**Required task**
Copy out all of the material exactly as presented.

◆ ◆ ◆ ◆ ◆

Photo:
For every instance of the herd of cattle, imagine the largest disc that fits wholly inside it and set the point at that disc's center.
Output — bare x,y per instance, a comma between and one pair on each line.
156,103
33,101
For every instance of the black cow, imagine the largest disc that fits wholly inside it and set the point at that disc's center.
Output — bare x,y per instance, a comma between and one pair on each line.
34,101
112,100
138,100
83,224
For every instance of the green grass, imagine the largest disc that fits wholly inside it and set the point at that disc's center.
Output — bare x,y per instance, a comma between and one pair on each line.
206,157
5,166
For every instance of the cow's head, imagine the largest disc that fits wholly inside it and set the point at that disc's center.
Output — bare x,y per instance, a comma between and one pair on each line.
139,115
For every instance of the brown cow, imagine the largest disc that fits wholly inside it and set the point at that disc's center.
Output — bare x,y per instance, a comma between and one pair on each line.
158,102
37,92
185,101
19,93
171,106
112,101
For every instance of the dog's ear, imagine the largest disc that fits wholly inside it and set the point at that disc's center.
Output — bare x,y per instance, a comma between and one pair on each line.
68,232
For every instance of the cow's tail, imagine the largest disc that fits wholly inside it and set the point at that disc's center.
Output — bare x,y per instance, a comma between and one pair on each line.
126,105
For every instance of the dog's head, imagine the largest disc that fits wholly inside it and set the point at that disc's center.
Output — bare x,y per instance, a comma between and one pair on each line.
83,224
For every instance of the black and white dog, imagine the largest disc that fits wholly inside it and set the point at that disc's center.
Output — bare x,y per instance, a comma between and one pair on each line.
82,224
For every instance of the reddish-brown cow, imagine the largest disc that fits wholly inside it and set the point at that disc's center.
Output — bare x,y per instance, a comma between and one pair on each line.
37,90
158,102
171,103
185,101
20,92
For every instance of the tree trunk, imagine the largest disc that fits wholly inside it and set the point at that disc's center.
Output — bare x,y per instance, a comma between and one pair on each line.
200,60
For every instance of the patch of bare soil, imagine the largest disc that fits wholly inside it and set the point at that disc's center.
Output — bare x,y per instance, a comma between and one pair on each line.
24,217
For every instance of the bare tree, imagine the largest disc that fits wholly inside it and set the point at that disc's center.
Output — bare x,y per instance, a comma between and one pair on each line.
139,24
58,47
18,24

◆ ◆ ◆ ◆ ◆

**Exercise result**
Photo:
For every instance of the herd of cattle, imagine the largest disc that fits wholly inside it and set the point at that disc's center.
Output — bare x,y per instance, a comma between and one pair on each line.
156,103
33,101
For every instance of the black cow, imagine the largest disc that fits wholly inside it and set the point at that disc's center.
Output — bare x,y per instance, a comma between and one pair on each line.
34,101
112,100
138,100
83,224
For every instance of the green grass, imagine the largest disc that fits wholly inside it and set the point at that disc's center.
Output — bare x,y per instance, a comma between and one pair on each line.
206,157
5,166
For every instance of the cow's head, imagine the largest disc that fits wholly inside it and set the point at that disc's center.
Output — bare x,y per instance, a comma between and one pair on each line.
139,115
For every instance of the brown cow, imagine the largest disc that fits wholly inside it and set the point at that disc's center.
Output — bare x,y per instance, a comma between and one pair on each line.
158,102
37,92
185,101
19,93
171,106
112,101
For every instance of the dog's ear, imagine the largest disc that fits wholly inside it and set the point at that disc's center.
Output — bare x,y per instance, a comma between and one pair on each line.
68,232
For every instance of the cow's tail, imagine the largest disc that fits wholly inside it and set the point at that disc's center.
Output — bare x,y per instance, a comma between and one pair on each line.
126,105
For every instance of the dog's head, imagine the largest disc that fits wholly inside it and set the point at that disc's center.
Output — bare x,y per instance, a comma between and one pair on each line.
83,224
For every instance of the black and white dog, imagine the largest disc that fits wholly inside it and set the point at that disc's center.
Output — bare x,y per instance, a comma between and one pair on each line.
82,224
For every instance of the reddish-brown cow, imagine the largest disc that fits wholly inside it and set the point at that disc's center.
Output — bare x,y per instance, a comma between and one pair on each line.
37,90
158,102
171,103
185,101
20,92
For every instance of the tree trunk, imagine the largest disc that fits wholly inside it and set the point at that disc's center.
Output — bare x,y per instance, a comma between and one pair on each line.
200,60
For every instance of the patch of bare soil, imagine the largest disc that fits wholly inside it and set the point at that disc's center.
Output — bare x,y per instance, a comma between and one pair on each line.
24,217
For every instance of the bare tree, imagine the largest disc that fits wholly inside it and set the point at that disc's center.
Output — bare x,y per instance, a comma between and one pair on each line.
139,24
58,47
18,24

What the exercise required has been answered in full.